▶ [Saved data entries]:

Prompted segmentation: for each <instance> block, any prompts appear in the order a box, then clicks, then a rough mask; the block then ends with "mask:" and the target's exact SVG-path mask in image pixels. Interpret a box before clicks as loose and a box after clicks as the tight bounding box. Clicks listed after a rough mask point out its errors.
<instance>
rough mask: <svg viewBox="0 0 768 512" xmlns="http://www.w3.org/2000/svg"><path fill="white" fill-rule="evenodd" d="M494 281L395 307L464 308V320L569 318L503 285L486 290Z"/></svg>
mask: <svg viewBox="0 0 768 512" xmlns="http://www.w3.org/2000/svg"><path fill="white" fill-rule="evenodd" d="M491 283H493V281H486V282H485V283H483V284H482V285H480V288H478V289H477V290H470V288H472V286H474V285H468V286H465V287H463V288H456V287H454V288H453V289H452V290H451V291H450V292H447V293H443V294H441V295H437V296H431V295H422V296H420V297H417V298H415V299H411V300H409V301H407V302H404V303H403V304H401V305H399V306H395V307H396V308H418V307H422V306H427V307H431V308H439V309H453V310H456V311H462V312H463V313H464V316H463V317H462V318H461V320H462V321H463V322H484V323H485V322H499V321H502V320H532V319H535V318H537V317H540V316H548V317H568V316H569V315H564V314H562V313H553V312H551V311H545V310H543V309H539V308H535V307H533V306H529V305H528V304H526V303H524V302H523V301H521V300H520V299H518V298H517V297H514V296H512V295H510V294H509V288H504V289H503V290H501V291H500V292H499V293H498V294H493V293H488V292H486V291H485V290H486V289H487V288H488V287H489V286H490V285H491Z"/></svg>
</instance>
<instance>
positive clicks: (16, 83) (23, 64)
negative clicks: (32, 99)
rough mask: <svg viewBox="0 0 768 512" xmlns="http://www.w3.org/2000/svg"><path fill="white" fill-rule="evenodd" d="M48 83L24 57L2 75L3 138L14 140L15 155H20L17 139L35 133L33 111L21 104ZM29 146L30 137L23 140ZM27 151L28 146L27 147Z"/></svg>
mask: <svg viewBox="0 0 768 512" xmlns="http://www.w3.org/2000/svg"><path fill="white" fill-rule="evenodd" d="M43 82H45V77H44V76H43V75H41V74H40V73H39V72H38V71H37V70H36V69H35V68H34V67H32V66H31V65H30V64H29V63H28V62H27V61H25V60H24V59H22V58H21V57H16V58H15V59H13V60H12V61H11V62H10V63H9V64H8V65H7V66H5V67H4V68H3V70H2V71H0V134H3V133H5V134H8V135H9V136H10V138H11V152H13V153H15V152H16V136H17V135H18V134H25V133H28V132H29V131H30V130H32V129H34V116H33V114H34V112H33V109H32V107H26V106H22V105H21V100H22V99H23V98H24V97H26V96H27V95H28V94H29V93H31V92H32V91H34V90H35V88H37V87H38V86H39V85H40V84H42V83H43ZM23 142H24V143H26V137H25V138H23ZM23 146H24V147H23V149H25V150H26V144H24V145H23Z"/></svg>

▶ [Task requirements]:
From the first line of the data above to the line holding "negative clicks: (32, 99)", reproduce each line exactly; emit no other lines.

▶ [Expected answer]:
Prompted segmentation: for each <instance> block, any prompts appear in the order a box, then clicks, then a rough mask; the block then ends with "mask:" and the target's exact SVG-path mask in image pixels. Interpret a box before clicks as loose and a box after clicks as the tight bounding box. Clicks listed after a rough mask point out its errors.
<instance>
rough mask: <svg viewBox="0 0 768 512" xmlns="http://www.w3.org/2000/svg"><path fill="white" fill-rule="evenodd" d="M494 281L395 307L464 308V320L569 318L503 285L486 290Z"/></svg>
mask: <svg viewBox="0 0 768 512" xmlns="http://www.w3.org/2000/svg"><path fill="white" fill-rule="evenodd" d="M491 283H493V281H486V282H485V283H483V284H482V285H480V288H478V289H477V290H470V288H472V286H474V285H468V286H465V287H463V288H456V287H454V288H453V289H452V290H451V291H450V292H447V293H443V294H441V295H437V296H431V295H422V296H420V297H417V298H415V299H411V300H409V301H407V302H404V303H403V304H401V305H399V306H395V307H396V308H418V307H422V306H427V307H431V308H439V309H453V310H456V311H462V312H463V313H464V316H463V317H462V318H461V320H462V321H463V322H484V323H485V322H499V321H502V320H532V319H535V318H537V317H540V316H548V317H568V316H569V315H564V314H562V313H553V312H551V311H545V310H543V309H539V308H535V307H533V306H529V305H528V304H526V303H524V302H523V301H521V300H520V299H518V298H517V297H514V296H512V295H510V294H509V288H504V289H503V290H501V291H500V292H499V293H498V294H493V293H488V292H486V291H485V290H486V289H487V288H488V287H489V286H490V285H491Z"/></svg>
</instance>
<instance>
positive clicks: (16, 83) (23, 64)
negative clicks: (32, 99)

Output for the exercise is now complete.